Reading through the lines below, count those that include the string "block"; the answer is that number and nothing else.
** Data for this exercise follows **
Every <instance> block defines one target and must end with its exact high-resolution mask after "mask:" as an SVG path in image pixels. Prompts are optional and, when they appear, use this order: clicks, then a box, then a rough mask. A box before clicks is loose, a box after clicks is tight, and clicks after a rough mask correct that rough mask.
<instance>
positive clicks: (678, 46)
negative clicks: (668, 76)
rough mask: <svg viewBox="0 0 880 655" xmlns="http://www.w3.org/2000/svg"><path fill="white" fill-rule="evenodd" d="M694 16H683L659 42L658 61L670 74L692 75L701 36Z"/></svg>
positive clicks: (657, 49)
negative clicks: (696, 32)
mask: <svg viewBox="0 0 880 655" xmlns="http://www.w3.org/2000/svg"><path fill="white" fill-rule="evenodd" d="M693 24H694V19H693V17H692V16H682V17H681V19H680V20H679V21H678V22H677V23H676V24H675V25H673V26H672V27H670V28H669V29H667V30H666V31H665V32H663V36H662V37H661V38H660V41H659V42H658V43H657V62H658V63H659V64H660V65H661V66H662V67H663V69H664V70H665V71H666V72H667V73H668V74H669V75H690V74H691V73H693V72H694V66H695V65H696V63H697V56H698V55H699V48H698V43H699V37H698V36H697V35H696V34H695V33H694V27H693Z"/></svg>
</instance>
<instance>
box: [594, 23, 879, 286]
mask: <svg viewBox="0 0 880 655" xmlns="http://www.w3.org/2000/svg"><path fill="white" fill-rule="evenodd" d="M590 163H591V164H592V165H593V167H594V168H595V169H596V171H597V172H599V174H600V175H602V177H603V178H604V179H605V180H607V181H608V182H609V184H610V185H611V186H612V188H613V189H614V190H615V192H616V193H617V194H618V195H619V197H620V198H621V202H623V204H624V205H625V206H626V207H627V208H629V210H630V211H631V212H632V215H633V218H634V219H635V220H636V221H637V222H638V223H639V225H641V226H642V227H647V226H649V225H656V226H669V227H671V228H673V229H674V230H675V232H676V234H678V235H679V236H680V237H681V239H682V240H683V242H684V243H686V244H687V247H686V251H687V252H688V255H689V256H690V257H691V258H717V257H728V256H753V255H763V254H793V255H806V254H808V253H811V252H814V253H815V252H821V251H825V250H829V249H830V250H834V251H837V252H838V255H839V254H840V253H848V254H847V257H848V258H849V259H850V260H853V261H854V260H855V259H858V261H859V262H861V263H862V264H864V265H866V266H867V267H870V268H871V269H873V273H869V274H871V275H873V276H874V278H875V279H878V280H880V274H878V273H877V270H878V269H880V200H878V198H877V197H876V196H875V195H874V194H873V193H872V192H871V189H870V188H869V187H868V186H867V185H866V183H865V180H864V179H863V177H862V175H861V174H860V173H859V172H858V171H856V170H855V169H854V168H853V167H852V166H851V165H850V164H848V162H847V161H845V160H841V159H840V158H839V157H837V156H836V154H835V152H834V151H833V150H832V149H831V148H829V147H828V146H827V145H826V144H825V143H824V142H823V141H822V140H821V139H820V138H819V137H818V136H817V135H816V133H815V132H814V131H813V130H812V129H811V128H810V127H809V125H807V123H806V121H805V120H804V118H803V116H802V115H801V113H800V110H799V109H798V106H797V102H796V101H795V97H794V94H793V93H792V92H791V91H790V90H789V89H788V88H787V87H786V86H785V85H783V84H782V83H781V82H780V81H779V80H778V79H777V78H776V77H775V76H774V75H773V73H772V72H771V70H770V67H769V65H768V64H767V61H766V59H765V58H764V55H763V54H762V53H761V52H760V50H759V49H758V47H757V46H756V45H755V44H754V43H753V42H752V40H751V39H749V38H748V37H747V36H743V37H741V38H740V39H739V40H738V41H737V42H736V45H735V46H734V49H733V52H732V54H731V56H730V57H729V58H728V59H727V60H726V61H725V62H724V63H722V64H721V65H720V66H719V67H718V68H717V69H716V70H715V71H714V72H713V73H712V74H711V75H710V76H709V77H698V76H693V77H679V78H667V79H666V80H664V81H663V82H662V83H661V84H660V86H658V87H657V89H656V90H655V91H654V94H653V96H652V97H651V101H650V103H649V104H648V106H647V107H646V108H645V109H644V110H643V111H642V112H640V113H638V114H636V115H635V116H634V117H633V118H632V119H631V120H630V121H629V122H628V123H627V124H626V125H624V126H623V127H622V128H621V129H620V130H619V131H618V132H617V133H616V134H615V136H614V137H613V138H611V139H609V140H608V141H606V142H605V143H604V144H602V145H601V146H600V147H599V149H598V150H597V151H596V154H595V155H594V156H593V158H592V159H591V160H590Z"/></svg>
** End of Data for this exercise **
** Data for this exercise follows **
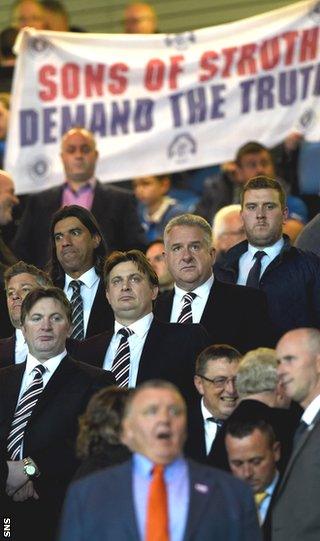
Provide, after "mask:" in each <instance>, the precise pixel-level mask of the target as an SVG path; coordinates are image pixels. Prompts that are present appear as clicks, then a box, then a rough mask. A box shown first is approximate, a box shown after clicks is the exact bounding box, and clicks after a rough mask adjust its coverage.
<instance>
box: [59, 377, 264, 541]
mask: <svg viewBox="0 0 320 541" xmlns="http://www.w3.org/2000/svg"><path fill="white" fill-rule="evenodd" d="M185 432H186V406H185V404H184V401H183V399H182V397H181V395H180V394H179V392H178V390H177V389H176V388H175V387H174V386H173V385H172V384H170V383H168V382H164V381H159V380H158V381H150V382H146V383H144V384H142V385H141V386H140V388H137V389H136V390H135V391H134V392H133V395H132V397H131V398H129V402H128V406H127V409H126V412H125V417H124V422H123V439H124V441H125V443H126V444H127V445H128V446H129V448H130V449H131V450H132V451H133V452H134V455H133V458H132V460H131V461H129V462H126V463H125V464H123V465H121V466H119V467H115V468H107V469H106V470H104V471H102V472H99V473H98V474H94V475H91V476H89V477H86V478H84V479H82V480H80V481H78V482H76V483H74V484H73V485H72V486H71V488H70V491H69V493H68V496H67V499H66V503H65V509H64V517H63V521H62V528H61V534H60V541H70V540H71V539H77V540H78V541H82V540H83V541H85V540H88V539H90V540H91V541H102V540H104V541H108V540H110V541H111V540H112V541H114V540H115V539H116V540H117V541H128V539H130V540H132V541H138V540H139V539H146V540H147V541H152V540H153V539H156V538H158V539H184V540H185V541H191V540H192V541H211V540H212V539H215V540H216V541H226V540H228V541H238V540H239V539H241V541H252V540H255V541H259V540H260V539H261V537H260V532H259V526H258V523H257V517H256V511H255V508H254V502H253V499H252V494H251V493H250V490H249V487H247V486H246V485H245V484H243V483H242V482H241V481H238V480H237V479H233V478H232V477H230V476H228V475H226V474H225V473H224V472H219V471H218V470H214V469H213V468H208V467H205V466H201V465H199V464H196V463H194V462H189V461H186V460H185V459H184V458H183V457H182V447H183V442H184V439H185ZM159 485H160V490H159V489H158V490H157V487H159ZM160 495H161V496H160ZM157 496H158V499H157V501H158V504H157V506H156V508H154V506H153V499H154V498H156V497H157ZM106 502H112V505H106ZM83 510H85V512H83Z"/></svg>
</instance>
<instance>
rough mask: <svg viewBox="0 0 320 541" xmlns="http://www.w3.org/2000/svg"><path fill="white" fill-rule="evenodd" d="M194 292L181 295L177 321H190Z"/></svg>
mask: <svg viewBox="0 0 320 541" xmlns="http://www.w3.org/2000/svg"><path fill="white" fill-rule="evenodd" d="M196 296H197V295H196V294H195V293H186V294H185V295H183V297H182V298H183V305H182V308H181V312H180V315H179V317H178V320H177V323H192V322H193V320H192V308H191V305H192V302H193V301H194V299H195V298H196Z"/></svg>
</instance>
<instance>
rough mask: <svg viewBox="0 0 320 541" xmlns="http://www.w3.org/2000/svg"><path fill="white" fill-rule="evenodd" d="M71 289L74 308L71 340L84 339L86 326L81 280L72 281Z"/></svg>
** End of Data for this exercise **
** Data for this exercise follows **
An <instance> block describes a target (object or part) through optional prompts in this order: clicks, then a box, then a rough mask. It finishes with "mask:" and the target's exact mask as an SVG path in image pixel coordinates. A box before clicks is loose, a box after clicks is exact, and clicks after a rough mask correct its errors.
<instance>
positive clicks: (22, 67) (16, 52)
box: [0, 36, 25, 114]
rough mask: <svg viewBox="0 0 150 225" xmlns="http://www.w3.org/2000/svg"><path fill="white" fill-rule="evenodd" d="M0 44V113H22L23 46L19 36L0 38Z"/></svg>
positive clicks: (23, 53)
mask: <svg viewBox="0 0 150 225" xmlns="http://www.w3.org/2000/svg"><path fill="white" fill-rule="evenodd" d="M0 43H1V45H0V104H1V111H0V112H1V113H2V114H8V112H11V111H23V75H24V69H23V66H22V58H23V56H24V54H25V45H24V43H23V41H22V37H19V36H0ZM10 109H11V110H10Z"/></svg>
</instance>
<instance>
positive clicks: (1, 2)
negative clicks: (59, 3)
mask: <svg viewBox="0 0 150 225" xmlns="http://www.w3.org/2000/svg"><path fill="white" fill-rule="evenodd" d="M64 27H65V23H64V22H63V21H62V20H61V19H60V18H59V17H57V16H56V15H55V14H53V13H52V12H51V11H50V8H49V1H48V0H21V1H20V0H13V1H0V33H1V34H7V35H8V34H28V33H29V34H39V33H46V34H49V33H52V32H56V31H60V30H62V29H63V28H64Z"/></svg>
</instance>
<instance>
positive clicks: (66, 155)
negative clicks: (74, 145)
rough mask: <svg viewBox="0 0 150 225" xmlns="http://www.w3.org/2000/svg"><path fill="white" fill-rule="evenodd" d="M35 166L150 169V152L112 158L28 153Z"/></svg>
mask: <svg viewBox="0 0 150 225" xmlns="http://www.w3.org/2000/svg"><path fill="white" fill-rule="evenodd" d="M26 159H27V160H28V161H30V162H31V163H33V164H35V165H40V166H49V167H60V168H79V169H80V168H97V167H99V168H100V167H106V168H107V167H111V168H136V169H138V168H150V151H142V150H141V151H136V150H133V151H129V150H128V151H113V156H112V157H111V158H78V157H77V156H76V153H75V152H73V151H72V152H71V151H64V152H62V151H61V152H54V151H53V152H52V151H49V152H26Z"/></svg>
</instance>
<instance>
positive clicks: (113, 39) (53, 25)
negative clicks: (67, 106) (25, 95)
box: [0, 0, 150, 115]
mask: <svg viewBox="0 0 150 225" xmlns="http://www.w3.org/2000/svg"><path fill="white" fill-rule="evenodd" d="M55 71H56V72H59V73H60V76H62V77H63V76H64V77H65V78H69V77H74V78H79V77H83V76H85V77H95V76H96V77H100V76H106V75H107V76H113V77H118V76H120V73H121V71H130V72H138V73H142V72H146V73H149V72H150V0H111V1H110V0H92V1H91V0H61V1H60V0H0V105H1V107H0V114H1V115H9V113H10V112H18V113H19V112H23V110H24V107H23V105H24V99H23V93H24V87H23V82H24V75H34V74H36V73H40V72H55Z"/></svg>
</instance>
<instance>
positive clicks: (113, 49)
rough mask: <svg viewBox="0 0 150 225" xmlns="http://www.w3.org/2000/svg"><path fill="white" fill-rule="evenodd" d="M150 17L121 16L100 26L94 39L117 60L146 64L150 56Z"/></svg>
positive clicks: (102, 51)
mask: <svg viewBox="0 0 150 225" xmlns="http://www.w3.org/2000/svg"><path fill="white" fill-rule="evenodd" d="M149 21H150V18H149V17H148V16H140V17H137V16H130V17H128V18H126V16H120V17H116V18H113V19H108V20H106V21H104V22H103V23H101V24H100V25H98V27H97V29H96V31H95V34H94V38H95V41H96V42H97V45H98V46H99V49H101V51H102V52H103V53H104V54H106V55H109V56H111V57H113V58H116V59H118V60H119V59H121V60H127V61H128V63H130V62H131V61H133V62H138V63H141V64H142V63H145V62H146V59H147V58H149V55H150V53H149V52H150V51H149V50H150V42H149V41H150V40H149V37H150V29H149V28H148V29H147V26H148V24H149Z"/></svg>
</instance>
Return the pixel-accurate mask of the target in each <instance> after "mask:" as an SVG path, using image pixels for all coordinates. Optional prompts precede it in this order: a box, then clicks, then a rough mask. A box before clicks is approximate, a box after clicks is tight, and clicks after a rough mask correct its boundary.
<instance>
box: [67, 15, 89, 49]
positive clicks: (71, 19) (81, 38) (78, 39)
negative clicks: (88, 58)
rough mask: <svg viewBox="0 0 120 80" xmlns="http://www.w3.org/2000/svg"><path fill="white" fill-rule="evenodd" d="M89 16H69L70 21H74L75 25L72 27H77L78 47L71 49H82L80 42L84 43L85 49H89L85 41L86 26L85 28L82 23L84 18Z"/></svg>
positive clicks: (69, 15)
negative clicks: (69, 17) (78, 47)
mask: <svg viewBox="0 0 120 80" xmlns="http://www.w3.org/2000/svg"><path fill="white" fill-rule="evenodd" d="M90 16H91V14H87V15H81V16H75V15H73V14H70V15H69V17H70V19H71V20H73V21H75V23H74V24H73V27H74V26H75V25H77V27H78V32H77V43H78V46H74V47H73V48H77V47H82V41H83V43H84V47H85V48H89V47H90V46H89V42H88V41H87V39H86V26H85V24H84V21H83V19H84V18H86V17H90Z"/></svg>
** End of Data for this exercise **
Written response:
2